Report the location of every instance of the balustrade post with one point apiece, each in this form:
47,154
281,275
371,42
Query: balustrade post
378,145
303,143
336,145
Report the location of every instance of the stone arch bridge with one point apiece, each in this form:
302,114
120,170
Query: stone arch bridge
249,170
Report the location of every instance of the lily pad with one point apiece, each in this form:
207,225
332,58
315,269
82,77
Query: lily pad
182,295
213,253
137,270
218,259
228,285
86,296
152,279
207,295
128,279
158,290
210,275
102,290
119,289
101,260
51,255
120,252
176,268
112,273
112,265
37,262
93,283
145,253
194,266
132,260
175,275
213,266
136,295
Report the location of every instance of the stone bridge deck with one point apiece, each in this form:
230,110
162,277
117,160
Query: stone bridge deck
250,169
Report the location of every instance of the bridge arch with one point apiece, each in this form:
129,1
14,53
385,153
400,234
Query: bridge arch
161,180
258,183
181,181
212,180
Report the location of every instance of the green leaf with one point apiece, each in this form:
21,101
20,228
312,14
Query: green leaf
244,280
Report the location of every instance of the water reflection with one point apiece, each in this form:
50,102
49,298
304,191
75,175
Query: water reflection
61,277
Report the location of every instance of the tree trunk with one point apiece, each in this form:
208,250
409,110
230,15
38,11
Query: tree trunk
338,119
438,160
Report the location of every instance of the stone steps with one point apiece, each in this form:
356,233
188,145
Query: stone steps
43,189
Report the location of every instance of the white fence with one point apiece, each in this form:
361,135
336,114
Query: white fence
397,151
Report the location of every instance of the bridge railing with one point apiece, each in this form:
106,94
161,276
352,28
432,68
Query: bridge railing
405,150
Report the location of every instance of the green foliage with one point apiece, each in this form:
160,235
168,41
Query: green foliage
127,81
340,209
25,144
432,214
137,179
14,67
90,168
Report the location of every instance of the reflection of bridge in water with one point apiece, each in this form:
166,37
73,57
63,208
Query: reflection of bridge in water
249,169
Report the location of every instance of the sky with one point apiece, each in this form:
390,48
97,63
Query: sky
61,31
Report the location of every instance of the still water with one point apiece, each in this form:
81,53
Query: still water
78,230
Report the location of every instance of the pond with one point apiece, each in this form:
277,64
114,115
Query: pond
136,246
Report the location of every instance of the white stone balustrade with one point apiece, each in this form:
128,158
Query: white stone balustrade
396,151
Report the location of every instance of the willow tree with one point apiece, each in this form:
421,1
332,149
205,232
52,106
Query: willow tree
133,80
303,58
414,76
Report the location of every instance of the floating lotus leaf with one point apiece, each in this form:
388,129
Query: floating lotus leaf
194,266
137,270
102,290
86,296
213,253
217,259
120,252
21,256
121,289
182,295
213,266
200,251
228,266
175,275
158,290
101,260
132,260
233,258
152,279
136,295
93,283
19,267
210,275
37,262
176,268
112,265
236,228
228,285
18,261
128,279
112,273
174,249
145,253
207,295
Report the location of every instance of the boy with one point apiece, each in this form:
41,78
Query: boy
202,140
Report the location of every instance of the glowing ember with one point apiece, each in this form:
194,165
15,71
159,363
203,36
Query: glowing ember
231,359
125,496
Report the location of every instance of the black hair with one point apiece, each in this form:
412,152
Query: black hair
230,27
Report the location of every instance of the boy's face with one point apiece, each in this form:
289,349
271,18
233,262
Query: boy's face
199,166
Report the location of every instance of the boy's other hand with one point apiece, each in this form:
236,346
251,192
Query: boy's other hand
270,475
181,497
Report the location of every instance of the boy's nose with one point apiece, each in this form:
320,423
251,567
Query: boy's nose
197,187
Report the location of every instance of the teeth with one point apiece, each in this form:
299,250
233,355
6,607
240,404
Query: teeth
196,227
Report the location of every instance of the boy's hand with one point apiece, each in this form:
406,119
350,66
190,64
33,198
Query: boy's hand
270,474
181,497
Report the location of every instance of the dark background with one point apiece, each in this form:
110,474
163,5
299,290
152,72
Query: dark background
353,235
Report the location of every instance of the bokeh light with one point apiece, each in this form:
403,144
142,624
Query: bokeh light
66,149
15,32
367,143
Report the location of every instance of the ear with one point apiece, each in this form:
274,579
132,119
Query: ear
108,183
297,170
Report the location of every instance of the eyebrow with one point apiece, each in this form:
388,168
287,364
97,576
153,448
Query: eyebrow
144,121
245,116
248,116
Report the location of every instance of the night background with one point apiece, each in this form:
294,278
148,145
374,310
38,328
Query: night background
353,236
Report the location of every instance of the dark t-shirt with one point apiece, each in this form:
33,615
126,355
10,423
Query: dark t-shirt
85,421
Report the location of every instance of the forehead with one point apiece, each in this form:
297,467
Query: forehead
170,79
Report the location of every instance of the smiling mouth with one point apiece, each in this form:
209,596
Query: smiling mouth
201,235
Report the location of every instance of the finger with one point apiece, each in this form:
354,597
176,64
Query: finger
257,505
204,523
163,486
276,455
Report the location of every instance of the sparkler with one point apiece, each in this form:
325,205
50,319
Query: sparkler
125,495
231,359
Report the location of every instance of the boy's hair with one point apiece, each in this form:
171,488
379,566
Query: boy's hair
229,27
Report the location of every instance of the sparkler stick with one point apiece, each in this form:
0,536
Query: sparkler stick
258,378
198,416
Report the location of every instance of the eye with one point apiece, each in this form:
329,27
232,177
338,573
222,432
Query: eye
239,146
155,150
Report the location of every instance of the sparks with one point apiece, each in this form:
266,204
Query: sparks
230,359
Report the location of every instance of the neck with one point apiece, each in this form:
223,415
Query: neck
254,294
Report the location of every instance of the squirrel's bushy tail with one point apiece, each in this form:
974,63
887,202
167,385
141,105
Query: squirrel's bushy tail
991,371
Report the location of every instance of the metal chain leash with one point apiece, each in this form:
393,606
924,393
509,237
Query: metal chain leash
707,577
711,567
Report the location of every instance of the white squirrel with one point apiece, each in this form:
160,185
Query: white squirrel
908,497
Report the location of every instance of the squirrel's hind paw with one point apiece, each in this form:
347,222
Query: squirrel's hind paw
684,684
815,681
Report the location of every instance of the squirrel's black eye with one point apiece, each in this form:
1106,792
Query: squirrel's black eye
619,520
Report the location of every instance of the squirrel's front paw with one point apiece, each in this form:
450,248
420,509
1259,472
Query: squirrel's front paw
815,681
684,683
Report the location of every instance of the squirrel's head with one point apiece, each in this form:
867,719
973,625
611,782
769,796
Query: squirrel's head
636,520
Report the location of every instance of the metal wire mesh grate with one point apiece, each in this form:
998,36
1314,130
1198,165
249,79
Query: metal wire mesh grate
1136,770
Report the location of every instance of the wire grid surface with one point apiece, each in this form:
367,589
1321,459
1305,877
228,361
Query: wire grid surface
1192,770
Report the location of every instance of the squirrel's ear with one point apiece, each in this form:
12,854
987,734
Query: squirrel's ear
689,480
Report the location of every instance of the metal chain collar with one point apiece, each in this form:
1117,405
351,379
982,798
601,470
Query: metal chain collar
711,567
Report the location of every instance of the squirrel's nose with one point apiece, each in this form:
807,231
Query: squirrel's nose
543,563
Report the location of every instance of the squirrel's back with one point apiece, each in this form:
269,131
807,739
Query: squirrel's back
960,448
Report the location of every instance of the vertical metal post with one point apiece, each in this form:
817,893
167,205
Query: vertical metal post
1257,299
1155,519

§ **TASK GOAL**
Please quote every record above exactly as it appears.

§ **FINISHED EXERCISE**
Report the location of every instance of the balustrade post with one point apiece, each in this form:
47,154
281,275
371,42
Query: balustrade post
378,145
303,143
336,145
Report the location of every instance of the stone arch bridge with one point apiece, each in this form:
302,114
120,170
Query: stone arch bridge
249,170
Report the location of every instance of the lily pad with one point apiece, each in this form:
207,225
332,58
315,269
82,77
Query: lily pad
182,295
213,253
137,270
218,259
228,285
86,296
152,279
207,295
128,279
158,290
210,275
102,290
119,289
101,260
51,255
120,252
176,268
112,273
112,265
37,262
93,283
145,253
194,266
132,260
175,275
213,266
136,295
Report the location of every instance of the stone bridge deck with one point apiece, each in this form:
230,110
162,277
117,160
Query: stone bridge deck
250,169
Report the location of every instance of the bridge arch with one point apiece, each in this form:
129,1
14,53
385,153
400,234
Query: bridge arch
161,180
258,183
181,181
212,180
Report the location of every instance of the green leaf with one point apiece, each in this form:
21,101
20,228
312,14
Query: green leaf
244,280
Report the location of every instance of the water reflection with one point apiece, each in this form:
50,102
49,298
304,191
75,175
Query: water reflection
61,277
Report the location of every instance of the tree trunk with one point apiece, each in this form:
208,250
409,110
230,15
38,11
Query: tree trunk
338,119
438,160
Report the location of every instance of the stone steps with one point apiece, each in this form:
356,233
188,145
Query: stone steps
43,189
Report the location of every instance of the white fence with one point apiece, each in this form:
361,135
336,114
Query: white fence
397,151
Report the location of every instance of the bridge railing with one point apiece, each in this form:
106,94
161,276
352,28
432,68
Query: bridge railing
405,150
Report the location of every instance of the green foliage with one point apiece, each in this form:
160,235
168,41
Query: green foliage
127,81
340,209
25,144
432,214
137,179
14,67
90,168
Report the location of every instance of the reflection of bridge in water with one point apiece, each in this form:
166,37
73,57
63,208
Query: reflection of bridge in water
249,169
Report the location of every instance of the sky with one point apiece, each in this form:
390,48
97,63
Query: sky
61,31
Report the location of every instance of the still water with one point apiece, each in this form:
81,53
Query: still water
78,230
Report the location of every instance of the pond with one point apiece, each in this form:
277,64
114,115
Query: pond
136,246
Report the location of every instance of the white stone balustrade with one point apiece, each in this form:
128,158
Query: white stone balustrade
396,151
Report the location of every instance of the willow tree with one point apiece, each in this form:
421,1
332,149
205,232
52,106
Query: willow tree
133,80
303,58
414,76
Report the location of every instance of the floating lotus leaf with one point apiece, each in this form:
388,129
Query: floating lotus leaf
194,266
137,270
102,290
86,296
213,253
217,259
120,252
21,256
121,289
182,295
213,266
200,251
228,266
175,275
158,290
101,260
132,260
233,258
152,279
136,295
93,283
19,267
210,275
37,262
176,268
112,265
236,228
228,285
18,261
128,279
112,273
174,249
145,253
207,295
Report the location of every instance of the boy with one point apiece, each in this form:
41,78
Query: boy
202,140
Report the location of every instance of the glowing ember with one point apiece, each in this form:
194,165
15,71
159,363
203,36
Query: glowing ember
231,359
125,496
Report the location of every instance of the black hair with one point apiece, each in this form:
412,152
Query: black hair
230,27
Report the location of every instance of the boy's face with one point apiece, each in this form:
289,349
271,18
233,262
Query: boy's face
199,166
Report the location of every instance of the boy's other hand with one point apiece, each in this form:
236,346
251,192
Query: boy's other hand
270,475
181,497
Report the location of every instance of the boy's nose with one point apiece, each in this form:
320,423
251,567
Query: boy's nose
197,187
Report the location of every instance of the teeth with one point apiece, each in this form:
299,250
233,355
6,607
240,404
Query: teeth
196,227
Report the location of every instance of the boy's hand with one point apiece, each in this form:
406,119
350,66
190,64
33,198
Query: boy's hand
270,474
181,497
Report the location of every instance of the dark background with one point apiece, each in this form:
110,474
163,5
299,290
152,72
Query: dark background
353,235
Report the location of every instance of the bokeh light with one point apiece, each in this form:
403,144
142,624
Query: bokeh light
66,149
15,32
367,143
Report the location of every instance of the ear with one point apiece, each in this form:
274,579
132,119
Query: ear
108,183
297,170
Report the location of every instance of the eyebrow with one point apiece, each in this form:
388,168
287,364
97,576
153,448
Query: eyebrow
144,121
245,116
248,116
Report the location of every instance of the night background with one point apiece, each in this form:
294,278
148,145
374,310
38,328
Query: night background
353,236
Report the location of every instance of the dark t-shirt with one point apiece, each in this form:
33,615
126,355
10,423
Query: dark t-shirt
85,421
Report the location of every instance of the forehead with one point apiece, each in this form:
297,467
Query: forehead
170,79
Report the location of every instance of the smiling mouth with one point apiece, each in this form:
209,596
Query: smiling mouth
201,235
Report the location of every instance of the finger with one point apiece, each in this form:
354,597
176,64
Query: finger
257,505
204,523
163,486
276,455
Report the location of every instance of the sparkler with one point apiece, each in this form:
325,205
50,319
Query: sparkler
125,495
231,359
Report the location of every instance of the boy's hair with one point apiece, each in this form:
171,488
379,566
Query: boy's hair
229,27
Report the location of every instance of the sparkler stick with one point apiece, each in this form:
0,536
Query: sparkler stick
258,378
198,416
Report the location of every instance of the eye with one point apiece, each in this form:
329,27
232,177
338,573
222,432
Query: eye
239,146
155,150
Report the location of every instance of the sparks with one point apiece, each in this form:
266,204
Query: sparks
230,359
Report the location of every instance of the neck with one point apiece, each in this form:
223,415
Query: neck
254,294
Report the location of every instance of the squirrel's bushy tail with one point apiece, each in this form:
974,63
887,202
167,385
141,105
Query: squirrel's bushy tail
991,371
Report the location of every instance of the metal chain leash with one point apiece, each in this form:
393,606
924,393
509,237
Query: metal chain leash
707,577
711,567
Report the location of every instance of the white squirrel with one point apiece, each in this form:
160,185
Query: white squirrel
908,497
Report the location of every instance of the squirrel's hind paw with one point apiece, each in this form:
347,222
Query: squirrel's hind paw
684,684
815,681
Report the location of every instance of the squirrel's black eye with one point apiece, each in this form:
1106,792
Query: squirrel's black eye
619,520
Report the location of every instance of the squirrel's front paw with one point apiece, each in this form:
450,248
420,509
1259,472
Query: squirrel's front paw
815,681
684,683
Report the location of every instance of the squirrel's head with one point apiece, each in this form:
867,719
973,625
611,782
769,796
Query: squirrel's head
636,520
Report the location of every instance of the metal wire mesh grate with one point apiece, each in this form:
998,36
1314,130
1198,165
249,79
Query: metal wire mesh grate
1136,770
Report the location of every instance of the wire grid surface with one point apiece, each in this form:
367,589
1321,459
1305,877
228,361
Query: wire grid surface
1192,770
Report the location of every instance of the squirrel's ear with one point apiece, each in this form:
12,854
987,734
Query: squirrel's ear
689,480
Report the location of every instance of the metal chain collar with one point apiece, each in this form:
1117,405
351,379
982,798
601,470
Query: metal chain collar
711,567
Report the location of every instance of the squirrel's nose with one point apiece, each in this form:
807,231
Query: squirrel's nose
543,563
Report the location of every instance of the squirrel's back with one point apiece, each in this form:
269,131
807,739
Query: squirrel's back
960,448
Report the location of every instance of the vertical metal post with one point apiece, each in this form:
817,893
167,205
Query: vertical metal post
1257,299
1155,519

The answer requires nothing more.